* _WHAT THE TASK REQUIRES_
Which lines of the entries below include "shirt"? List them all.

#### DATASET ENTRIES ####

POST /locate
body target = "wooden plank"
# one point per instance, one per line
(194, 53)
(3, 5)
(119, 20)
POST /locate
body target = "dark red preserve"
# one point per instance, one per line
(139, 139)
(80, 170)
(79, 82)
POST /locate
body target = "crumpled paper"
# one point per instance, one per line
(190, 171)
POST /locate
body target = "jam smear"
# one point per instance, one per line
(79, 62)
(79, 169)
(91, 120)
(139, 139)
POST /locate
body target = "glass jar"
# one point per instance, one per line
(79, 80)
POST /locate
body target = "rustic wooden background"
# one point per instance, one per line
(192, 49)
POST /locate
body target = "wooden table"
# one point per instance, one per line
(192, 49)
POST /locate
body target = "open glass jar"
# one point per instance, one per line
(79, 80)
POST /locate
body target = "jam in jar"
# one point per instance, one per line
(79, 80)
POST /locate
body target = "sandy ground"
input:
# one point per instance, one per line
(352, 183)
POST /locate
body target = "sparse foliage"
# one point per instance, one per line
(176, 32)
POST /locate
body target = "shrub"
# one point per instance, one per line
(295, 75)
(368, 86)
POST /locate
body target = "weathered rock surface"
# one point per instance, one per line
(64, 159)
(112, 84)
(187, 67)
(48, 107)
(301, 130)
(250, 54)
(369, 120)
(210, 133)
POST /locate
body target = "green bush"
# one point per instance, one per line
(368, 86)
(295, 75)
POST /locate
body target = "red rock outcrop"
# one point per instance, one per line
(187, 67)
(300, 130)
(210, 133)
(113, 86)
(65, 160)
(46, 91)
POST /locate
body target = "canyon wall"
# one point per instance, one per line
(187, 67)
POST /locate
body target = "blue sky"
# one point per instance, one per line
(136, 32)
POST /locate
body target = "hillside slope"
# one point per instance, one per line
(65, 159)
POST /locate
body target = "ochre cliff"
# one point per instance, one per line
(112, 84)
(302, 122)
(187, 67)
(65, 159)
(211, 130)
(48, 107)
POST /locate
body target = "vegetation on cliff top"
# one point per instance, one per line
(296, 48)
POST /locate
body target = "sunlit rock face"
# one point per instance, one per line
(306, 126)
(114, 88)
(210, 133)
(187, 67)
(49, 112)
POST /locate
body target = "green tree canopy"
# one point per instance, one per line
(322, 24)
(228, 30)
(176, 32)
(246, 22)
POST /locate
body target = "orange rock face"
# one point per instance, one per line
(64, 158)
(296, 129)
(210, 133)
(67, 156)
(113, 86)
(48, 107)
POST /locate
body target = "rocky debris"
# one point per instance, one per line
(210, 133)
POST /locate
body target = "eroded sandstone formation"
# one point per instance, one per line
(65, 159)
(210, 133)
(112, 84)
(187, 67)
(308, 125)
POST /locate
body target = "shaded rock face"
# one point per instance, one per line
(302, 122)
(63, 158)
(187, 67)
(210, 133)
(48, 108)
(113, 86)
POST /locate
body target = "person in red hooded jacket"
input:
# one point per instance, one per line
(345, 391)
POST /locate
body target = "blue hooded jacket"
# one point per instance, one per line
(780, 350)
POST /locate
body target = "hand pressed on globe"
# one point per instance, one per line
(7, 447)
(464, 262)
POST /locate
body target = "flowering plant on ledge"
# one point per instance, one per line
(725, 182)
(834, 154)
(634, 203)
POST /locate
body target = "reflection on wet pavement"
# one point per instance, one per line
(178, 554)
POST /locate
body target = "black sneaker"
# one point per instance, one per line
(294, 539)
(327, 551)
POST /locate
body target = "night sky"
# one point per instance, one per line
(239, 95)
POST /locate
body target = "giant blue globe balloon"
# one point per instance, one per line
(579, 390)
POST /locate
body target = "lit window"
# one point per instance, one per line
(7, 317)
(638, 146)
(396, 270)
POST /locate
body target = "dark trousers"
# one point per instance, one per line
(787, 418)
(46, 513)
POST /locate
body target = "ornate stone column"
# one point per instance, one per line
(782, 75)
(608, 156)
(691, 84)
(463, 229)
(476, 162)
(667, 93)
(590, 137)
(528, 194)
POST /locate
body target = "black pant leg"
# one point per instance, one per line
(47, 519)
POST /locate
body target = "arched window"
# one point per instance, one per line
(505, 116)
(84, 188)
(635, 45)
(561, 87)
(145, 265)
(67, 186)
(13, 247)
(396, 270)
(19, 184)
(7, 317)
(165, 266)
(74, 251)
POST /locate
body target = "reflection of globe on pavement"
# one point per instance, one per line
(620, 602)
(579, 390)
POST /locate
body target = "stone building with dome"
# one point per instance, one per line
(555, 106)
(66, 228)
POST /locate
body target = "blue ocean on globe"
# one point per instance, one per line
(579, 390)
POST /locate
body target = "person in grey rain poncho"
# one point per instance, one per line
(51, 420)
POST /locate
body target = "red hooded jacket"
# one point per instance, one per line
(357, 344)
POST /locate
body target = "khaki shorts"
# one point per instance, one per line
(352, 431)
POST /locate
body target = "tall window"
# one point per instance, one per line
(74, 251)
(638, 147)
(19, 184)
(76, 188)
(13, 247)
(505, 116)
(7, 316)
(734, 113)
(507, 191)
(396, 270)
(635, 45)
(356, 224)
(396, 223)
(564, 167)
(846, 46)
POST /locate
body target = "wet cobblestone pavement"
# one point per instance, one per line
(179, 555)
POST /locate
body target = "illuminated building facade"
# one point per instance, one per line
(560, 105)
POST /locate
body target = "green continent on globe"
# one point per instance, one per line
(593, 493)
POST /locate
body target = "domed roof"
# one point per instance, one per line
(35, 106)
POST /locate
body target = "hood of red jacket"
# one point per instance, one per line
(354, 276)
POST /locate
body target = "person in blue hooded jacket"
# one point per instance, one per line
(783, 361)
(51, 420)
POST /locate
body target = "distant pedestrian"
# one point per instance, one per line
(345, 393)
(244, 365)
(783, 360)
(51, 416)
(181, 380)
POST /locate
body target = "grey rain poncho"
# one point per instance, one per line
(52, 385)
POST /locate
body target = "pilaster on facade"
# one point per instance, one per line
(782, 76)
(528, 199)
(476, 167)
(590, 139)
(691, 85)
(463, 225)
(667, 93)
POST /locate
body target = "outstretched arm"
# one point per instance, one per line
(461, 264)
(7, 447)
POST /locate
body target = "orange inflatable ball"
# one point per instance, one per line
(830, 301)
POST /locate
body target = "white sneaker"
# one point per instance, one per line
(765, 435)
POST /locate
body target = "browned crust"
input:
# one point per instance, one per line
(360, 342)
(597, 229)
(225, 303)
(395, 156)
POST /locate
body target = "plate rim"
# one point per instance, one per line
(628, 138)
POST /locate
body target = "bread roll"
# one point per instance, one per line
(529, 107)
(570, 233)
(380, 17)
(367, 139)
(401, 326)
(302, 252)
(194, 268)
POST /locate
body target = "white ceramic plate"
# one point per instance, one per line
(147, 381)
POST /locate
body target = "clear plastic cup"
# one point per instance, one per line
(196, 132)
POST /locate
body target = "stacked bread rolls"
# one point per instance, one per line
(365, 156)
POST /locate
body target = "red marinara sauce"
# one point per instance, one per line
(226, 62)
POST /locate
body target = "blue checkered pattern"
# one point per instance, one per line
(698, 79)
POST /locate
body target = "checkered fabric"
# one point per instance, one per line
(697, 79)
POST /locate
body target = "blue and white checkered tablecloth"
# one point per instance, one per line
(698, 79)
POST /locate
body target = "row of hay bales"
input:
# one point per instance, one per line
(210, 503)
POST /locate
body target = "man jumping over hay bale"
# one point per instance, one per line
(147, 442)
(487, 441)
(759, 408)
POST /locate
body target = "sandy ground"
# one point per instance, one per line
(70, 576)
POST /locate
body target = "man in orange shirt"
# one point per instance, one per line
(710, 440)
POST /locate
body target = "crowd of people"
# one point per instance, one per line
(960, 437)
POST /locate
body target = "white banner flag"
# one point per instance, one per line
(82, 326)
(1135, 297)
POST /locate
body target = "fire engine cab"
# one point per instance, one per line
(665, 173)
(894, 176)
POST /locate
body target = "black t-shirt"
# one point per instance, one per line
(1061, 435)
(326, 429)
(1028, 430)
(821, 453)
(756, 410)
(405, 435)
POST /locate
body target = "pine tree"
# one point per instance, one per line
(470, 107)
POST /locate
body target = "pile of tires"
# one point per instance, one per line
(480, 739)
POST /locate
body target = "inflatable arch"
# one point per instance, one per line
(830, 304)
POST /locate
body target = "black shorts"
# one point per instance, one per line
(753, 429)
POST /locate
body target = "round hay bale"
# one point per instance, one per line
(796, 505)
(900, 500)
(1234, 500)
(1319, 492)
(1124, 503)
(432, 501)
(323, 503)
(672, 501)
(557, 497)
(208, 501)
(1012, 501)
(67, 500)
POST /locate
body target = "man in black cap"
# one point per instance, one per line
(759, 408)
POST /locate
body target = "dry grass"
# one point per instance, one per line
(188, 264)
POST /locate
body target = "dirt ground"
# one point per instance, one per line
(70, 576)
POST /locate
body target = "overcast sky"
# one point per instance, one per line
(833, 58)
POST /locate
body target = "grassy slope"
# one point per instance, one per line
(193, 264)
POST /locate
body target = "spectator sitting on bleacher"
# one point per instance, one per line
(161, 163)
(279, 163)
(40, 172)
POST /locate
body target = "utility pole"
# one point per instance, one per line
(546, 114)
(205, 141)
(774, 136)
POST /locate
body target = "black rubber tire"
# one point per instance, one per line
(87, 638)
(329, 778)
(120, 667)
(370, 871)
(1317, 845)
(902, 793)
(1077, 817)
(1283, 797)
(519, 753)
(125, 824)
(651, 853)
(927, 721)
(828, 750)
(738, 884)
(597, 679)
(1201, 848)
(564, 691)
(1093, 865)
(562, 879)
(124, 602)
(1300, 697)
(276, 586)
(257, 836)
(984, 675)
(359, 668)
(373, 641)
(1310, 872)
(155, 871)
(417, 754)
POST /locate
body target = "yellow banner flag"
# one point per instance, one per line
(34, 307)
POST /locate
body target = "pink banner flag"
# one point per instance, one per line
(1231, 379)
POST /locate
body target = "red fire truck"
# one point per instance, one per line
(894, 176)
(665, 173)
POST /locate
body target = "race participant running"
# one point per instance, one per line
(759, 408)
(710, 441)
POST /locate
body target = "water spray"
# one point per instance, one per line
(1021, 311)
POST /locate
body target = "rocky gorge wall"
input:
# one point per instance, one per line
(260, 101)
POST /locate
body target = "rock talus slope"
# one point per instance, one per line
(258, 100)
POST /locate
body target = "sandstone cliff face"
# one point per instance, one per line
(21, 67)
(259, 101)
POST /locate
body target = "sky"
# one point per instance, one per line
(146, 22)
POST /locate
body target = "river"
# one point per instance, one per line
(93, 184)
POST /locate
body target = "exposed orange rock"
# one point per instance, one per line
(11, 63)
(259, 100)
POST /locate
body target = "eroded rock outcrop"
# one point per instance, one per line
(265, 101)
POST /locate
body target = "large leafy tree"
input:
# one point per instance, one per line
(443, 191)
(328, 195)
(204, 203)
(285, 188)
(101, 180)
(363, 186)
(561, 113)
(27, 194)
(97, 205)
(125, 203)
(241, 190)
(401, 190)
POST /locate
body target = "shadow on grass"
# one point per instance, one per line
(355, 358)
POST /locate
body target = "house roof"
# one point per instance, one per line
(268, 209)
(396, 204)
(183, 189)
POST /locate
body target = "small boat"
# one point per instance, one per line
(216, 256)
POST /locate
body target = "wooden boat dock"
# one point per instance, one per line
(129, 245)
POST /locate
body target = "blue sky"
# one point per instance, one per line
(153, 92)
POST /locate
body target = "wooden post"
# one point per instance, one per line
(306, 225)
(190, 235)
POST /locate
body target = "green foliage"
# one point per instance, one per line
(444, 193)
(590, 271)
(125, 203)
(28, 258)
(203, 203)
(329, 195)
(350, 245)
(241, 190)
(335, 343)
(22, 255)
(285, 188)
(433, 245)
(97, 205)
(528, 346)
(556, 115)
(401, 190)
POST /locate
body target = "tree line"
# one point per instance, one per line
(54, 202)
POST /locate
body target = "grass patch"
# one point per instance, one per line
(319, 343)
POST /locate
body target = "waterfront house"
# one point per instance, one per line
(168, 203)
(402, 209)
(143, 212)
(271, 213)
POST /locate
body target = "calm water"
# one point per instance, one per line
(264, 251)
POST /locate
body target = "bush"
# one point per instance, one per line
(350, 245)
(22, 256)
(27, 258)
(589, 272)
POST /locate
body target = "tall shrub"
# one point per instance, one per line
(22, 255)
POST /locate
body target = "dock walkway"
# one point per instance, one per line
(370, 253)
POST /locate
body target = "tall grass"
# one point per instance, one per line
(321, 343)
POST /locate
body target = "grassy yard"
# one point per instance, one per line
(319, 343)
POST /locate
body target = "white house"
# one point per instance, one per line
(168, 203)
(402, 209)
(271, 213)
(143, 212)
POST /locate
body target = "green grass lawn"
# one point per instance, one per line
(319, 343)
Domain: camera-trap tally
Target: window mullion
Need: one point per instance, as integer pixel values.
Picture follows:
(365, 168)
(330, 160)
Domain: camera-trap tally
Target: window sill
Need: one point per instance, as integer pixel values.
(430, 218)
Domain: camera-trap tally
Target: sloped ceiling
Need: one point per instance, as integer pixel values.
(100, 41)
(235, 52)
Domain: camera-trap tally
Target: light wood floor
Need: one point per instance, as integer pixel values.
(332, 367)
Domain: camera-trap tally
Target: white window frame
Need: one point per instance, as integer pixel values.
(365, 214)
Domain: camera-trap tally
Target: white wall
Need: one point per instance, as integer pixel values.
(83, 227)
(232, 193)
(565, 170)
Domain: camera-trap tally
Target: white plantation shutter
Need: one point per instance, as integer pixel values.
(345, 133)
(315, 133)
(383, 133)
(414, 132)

####

* _SOLUTION FOR THIS PROBLEM_
body target = "man in orange shirt"
body target = "black t-shirt"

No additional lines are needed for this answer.